— Begin STORED RECORDS —
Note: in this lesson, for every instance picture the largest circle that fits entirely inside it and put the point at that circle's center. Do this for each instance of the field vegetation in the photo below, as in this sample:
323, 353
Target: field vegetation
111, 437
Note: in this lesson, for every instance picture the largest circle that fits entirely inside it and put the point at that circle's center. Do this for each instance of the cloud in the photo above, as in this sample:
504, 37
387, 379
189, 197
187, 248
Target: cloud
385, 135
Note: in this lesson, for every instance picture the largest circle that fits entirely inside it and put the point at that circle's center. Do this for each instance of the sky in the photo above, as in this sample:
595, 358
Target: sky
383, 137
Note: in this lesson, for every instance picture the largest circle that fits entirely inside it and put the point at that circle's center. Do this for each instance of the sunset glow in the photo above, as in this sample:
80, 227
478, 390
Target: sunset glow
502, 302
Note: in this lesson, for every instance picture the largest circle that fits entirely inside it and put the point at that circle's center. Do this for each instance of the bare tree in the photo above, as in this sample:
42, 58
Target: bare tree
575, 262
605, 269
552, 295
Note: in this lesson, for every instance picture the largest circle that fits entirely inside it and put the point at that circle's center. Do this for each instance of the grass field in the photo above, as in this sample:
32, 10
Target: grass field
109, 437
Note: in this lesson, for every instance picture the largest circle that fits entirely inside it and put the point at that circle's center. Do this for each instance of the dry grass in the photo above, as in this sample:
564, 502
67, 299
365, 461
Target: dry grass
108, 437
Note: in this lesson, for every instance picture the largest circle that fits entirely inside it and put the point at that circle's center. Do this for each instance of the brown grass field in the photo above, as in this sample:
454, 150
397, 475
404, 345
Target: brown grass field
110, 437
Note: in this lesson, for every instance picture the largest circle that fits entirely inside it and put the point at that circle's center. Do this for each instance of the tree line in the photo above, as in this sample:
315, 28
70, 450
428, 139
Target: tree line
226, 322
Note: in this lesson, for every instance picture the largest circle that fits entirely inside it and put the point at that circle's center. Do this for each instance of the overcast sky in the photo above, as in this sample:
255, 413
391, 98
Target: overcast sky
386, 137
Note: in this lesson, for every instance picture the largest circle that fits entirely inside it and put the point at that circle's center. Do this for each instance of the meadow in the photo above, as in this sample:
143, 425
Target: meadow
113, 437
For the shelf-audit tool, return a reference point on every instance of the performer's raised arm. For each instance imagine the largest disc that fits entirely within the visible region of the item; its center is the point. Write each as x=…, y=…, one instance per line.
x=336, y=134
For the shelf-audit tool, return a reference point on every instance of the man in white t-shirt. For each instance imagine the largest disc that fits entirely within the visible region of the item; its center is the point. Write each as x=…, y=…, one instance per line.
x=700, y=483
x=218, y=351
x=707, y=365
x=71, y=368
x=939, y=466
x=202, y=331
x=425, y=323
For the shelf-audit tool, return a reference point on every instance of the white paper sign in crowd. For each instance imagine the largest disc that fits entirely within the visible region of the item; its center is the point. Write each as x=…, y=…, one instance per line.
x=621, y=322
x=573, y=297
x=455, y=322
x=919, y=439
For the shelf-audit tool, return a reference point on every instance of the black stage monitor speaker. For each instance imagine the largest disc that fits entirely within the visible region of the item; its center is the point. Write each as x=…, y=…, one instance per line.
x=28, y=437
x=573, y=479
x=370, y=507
— End STORED RECORDS —
» TASK STATEMENT: Output the records exactly, including every line.

» TASK OUTPUT:
Note: in this lesson, for every instance picture the largest circle that fits entirely inside it and put the point at that circle's center. Do this for each instance of the field vegetation in the photo below, as in this sample:
323, 353
Target: field vegetation
111, 437
Note: in this lesson, for every instance picture the largest circle that fits entirely inside it and put the point at that circle's center. Do this for each instance of the cloud in the photo above, as in this sample:
504, 37
387, 379
189, 197
187, 248
Target: cloud
385, 135
Note: in this lesson, for every instance picture the largest circle that fits entirely inside it and put the point at that circle's center. Do this for each instance of the sky in the photo above, as in this sample:
595, 358
Target: sky
383, 137
Note: in this lesson, for every instance picture the largest circle that fits entirely inside it and put the point at that circle's center. Do this for each instance of the sunset glow in the photo above, as in this sample:
80, 227
478, 390
Target: sunset glow
502, 302
Note: in this lesson, for every instance picture the largest circle that fits entirely inside it and put the point at that circle's center. Do this for each instance of the bare tree in the photo above, as in this sample:
42, 58
Target: bare tree
575, 262
605, 269
552, 295
Note: in this lesson, for every instance picture the largest circle that fits entirely inside it and put the point at that circle's center. Do this for each instance of the grass field in the photo above, as in this sample:
32, 10
Target: grass field
109, 437
Note: in this lesson, for every instance picture the largest circle that fits entirely inside it and put the point at that circle's center. Do this for each instance of the dry grass in the photo above, as in this sample:
564, 502
67, 299
365, 461
Target: dry grass
108, 437
Note: in this lesson, for every instance picture the largest circle that fits entirely inside it and put the point at that circle's center. Do this for each instance of the brown grass field in the photo above, as in this sample:
454, 150
397, 475
404, 345
Target: brown grass field
110, 437
Note: in this lesson, for every instance picture the largest circle that fits entirely inside it and put the point at that circle's center. Do this for each instance of the tree line in the photo above, as in this sample:
315, 28
70, 450
428, 139
Target: tree line
226, 322
Note: in this lesson, for every instance picture the largest circle that fits entirely inside it and put the point at that circle's center. Do this for each instance of the overcast sky in the photo above, as in this sample:
255, 413
391, 98
Target: overcast sky
386, 137
Note: in this lesson, for every instance picture the largest circle that fits entirely inside it and put the point at that circle's center. Do this for each instance of the meadow in the photo above, as in this sample:
143, 425
Target: meadow
113, 437
For the shelf-audit tool, return a reference point on every instance of the performer's raised arm. For each instance imagine the largest disc that fits entirely within the visible region of the item; its center is the point. Write each as x=…, y=…, one instance per line.
x=336, y=134
For the shelf-audit tool, return a reference point on every instance of the man in white t-shirt. For each instance imagine the largest disc that fits entirely within the visible region of the item; its center is the point. Write each as x=…, y=…, one instance per line.
x=700, y=483
x=218, y=351
x=707, y=365
x=71, y=368
x=939, y=466
x=202, y=331
x=425, y=323
For the shelf-audit tool, return a reference point on every instance of the white paper sign in crowd. For each instance imagine the largest disc that fits entirely within the visible region of the item; its center is the point. Write each as x=…, y=…, one instance per line.
x=621, y=322
x=573, y=297
x=455, y=322
x=919, y=439
For the shelf-audit tool, return a reference point on every instance of the black stage monitor speaker. For each instance imagine the largest disc that fits entirely within the visible region of the item; its center is the point. Write each as x=…, y=…, one instance per line.
x=28, y=437
x=573, y=479
x=370, y=507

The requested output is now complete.